> Data extract
## START

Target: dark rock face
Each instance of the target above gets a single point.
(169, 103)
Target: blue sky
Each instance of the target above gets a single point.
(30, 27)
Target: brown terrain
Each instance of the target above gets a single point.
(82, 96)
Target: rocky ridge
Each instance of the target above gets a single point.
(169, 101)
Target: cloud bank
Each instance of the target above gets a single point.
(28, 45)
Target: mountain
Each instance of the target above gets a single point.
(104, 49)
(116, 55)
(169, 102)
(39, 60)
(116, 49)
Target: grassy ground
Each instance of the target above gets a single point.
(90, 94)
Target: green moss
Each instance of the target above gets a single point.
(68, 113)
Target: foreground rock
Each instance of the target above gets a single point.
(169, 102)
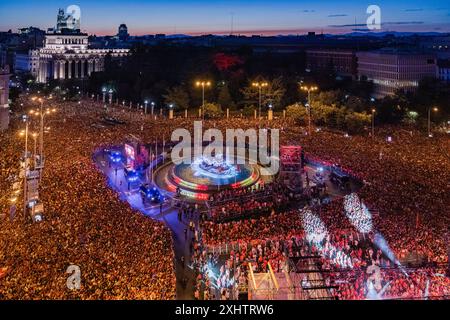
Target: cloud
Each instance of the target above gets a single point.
(337, 15)
(413, 10)
(403, 22)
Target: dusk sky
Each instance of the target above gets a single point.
(250, 17)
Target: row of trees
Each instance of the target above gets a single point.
(330, 116)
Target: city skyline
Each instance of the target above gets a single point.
(220, 17)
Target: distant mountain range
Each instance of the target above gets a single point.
(362, 33)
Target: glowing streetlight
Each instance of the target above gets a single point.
(104, 90)
(434, 109)
(373, 122)
(203, 85)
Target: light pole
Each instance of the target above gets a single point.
(429, 119)
(260, 86)
(104, 95)
(110, 95)
(35, 135)
(25, 119)
(42, 115)
(146, 104)
(203, 85)
(373, 123)
(309, 90)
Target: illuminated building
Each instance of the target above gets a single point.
(66, 54)
(391, 70)
(342, 62)
(4, 98)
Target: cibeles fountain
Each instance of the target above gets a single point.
(204, 175)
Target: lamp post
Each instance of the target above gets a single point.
(270, 113)
(104, 95)
(110, 95)
(35, 135)
(203, 85)
(171, 111)
(42, 115)
(309, 89)
(429, 119)
(153, 107)
(260, 86)
(25, 119)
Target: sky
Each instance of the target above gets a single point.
(259, 17)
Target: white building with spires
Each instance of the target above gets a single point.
(66, 53)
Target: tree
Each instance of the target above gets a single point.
(224, 99)
(177, 96)
(333, 97)
(212, 110)
(298, 113)
(355, 121)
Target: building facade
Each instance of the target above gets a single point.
(4, 98)
(392, 70)
(342, 62)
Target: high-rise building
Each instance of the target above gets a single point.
(391, 69)
(4, 98)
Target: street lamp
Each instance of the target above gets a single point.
(35, 136)
(25, 119)
(153, 107)
(203, 85)
(110, 95)
(429, 119)
(373, 122)
(309, 89)
(42, 115)
(260, 86)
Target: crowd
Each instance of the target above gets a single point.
(120, 253)
(251, 202)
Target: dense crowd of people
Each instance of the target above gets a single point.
(251, 202)
(124, 255)
(120, 253)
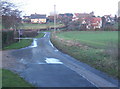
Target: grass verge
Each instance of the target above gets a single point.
(23, 43)
(40, 35)
(39, 26)
(10, 79)
(102, 57)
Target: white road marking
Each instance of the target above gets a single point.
(34, 44)
(45, 35)
(51, 44)
(56, 50)
(53, 61)
(22, 61)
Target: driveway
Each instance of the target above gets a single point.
(48, 67)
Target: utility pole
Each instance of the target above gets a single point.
(54, 18)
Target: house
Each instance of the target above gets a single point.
(38, 18)
(88, 20)
(96, 22)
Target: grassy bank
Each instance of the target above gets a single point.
(39, 26)
(10, 79)
(96, 48)
(23, 43)
(40, 35)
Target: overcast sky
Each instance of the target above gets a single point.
(100, 7)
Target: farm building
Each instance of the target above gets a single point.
(38, 18)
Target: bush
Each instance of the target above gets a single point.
(7, 38)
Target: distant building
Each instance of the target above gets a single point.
(35, 18)
(88, 20)
(38, 18)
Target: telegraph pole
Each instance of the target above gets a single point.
(54, 18)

## END

Reproduce the material above in full and without alteration, but skip all pictures.

> Result of this task
Target: dark rock face
Each instance of the target above gets a single point.
(169, 103)
Target: blue sky
Each instance of the target above gets a single point.
(30, 27)
Target: brown terrain
Each instance of the target above gets a single point.
(82, 96)
Target: rocky ridge
Each instance of the target above gets a single point.
(169, 101)
Target: cloud bank
Each instance of the target above gets a single point.
(28, 45)
Target: mountain
Each instance of the target above gets a single point.
(104, 49)
(116, 55)
(169, 102)
(39, 60)
(116, 49)
Target: grassy ground
Each instance of the target above gets a single point.
(90, 94)
Target: green moss
Each instance of the target above gets a single point.
(68, 113)
Target: foreground rock
Each instance of the target above gets a single point.
(169, 102)
Target: cloud
Each instance of the target above gets a single point.
(337, 15)
(413, 10)
(403, 22)
Target: dusk sky
Each instance of the target above gets a single point.
(250, 17)
Target: row of trees
Each instance of the target above gets a single point.
(330, 116)
Target: city skyline
Each instance of the target above gets a single point.
(220, 17)
Target: distant mountain range
Each instance of the target above gets a single point.
(362, 33)
Target: glowing streetlight
Each instance of the target above gets a single point.
(104, 90)
(434, 109)
(373, 122)
(203, 85)
Target: light pole
Each instance of the target above gets a single point.
(429, 119)
(260, 86)
(104, 95)
(110, 95)
(35, 135)
(25, 119)
(42, 115)
(146, 104)
(203, 85)
(373, 123)
(309, 90)
Target: illuminated building
Each instance of the target above gets a single point.
(66, 54)
(391, 70)
(342, 62)
(4, 98)
Target: cibeles fountain
Each instance of the target above gets a single point.
(204, 175)
Target: lamp post
Each instance of the target above gets a single point.
(270, 113)
(104, 95)
(110, 95)
(35, 135)
(203, 85)
(171, 111)
(42, 115)
(309, 89)
(429, 119)
(153, 107)
(260, 86)
(25, 119)
Target: sky
Each instance of the target above gets a single point.
(259, 17)
Target: white building with spires
Each instance of the target above gets a single point.
(66, 53)
Target: tree
Each instance of the target above gets a single point.
(224, 99)
(177, 96)
(333, 97)
(212, 110)
(298, 113)
(355, 121)
Target: building facade
Each instance of the target above gets a single point.
(4, 98)
(392, 70)
(342, 62)
Target: high-rise building
Each instance of the target above gets a single point.
(391, 69)
(4, 98)
Target: street lamp
Each instance of the target above gets a single point.
(35, 136)
(25, 119)
(153, 107)
(203, 85)
(110, 95)
(429, 119)
(373, 122)
(309, 89)
(42, 115)
(260, 86)
Target: crowd
Each instance of the target above gets a single point.
(120, 253)
(251, 202)
Target: dense crowd of people
Each instance of the target above gets a single point.
(251, 202)
(124, 255)
(120, 253)
Target: grass verge
Each instance of the target above gets a single point.
(23, 43)
(40, 35)
(39, 26)
(10, 79)
(102, 57)
Target: white road marking
Each instance of the target above gets a single point.
(34, 44)
(45, 35)
(51, 44)
(56, 50)
(53, 61)
(22, 61)
Target: driveway
Each instance of the target above gets a single point.
(48, 67)
Target: utility pole
Each instance of the target above gets a single point.
(54, 18)
Target: house
Each instance of the target above gets a single point.
(38, 18)
(88, 20)
(96, 22)
Target: grassy bank
Each instance of the target above gets a single point.
(39, 26)
(10, 79)
(96, 48)
(23, 43)
(40, 35)
Target: overcast sky
Each instance of the target above gets a single point.
(100, 7)
Target: farm building
Each instance of the target above gets a single point.
(38, 18)
Target: bush
Each instance of the target above gets a single point.
(7, 38)
Target: distant building
Each instance of the target above gets a single point.
(35, 18)
(88, 20)
(38, 18)
Target: telegraph pole
Each instance of the target above gets a single point.
(54, 18)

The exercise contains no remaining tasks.